→ **Extracted text**:
+++
It is unusual for sociodemographic factors to be associated with adherence to treatment for any chronic illness.1 In the context of HIV, many studies have looked for a relationship between sociodemographic characteristics and non-adherence, but results have been inconsistent, pointing to the difficulty in predicting non-adherence.
Non-adherence occurs in all groups and classes of people and it is widespread and unpredictable. Furthermore, adherence varies between individuals who share certain sociodemographic features, identities, or behaviours, as well as within the same individual over time.2 Adherence is a daily decision, made as an end result of diverse external factors, personal issues, and health beliefs, so it is very hard to generalise, quantify, or make predictions about who will follow a treatment regimen and why.
Although individual studies in a particular setting may find a link between a particular variable and adherence, meta-analyses have failed to turn up consistent associations between adherence and gender, educational level, income level, housing situation, religion, employment, race, ethnicity, minority status, and substance use.
In a number of studies, younger age has been associated with non-adherence.3 4 In general, younger persons have a greater sense of invulnerability and this could impact adherence. However, this result is not consistently found in all studies looking at age as a factor.
+++
→ **Data block**:

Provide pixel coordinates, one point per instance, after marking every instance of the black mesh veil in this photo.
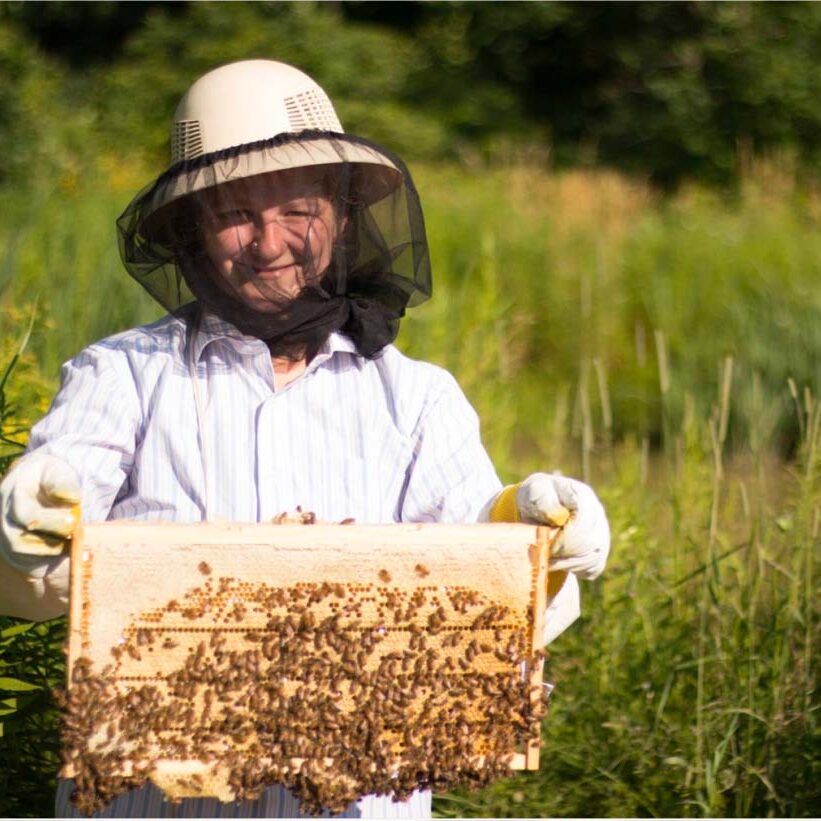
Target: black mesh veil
(288, 239)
+++
→ **Exercise set**:
- 1) Quote the passage on HIV treatment adherence from "It is unusual" up to and including "regimen and why.".
- 2) According to the passage on treatment adherence, what age-related factor has been associated with non-adherence in a number of studies?
Draw solely on the passage about treatment adherence.

→ **Solutions per task**:
- 1)
It is unusual for sociodemographic factors to be associated with adherence to treatment for any chronic illness.1 In the context of HIV, many studies have looked for a relationship between sociodemographic characteristics and non-adherence, but results have been inconsistent, pointing to the difficulty in predicting non-adherence.
Non-adherence occurs in all groups and classes of people and it is widespread and unpredictable. Furthermore, adherence varies between individuals who share certain sociodemographic features, identities, or behaviours, as well as within the same individual over time.2 Adherence is a daily decision, made as an end result of diverse external factors, personal issues, and health beliefs, so it is very hard to generalise, quantify, or make predictions about who will follow a treatment regimen and why.

- 2) Younger age.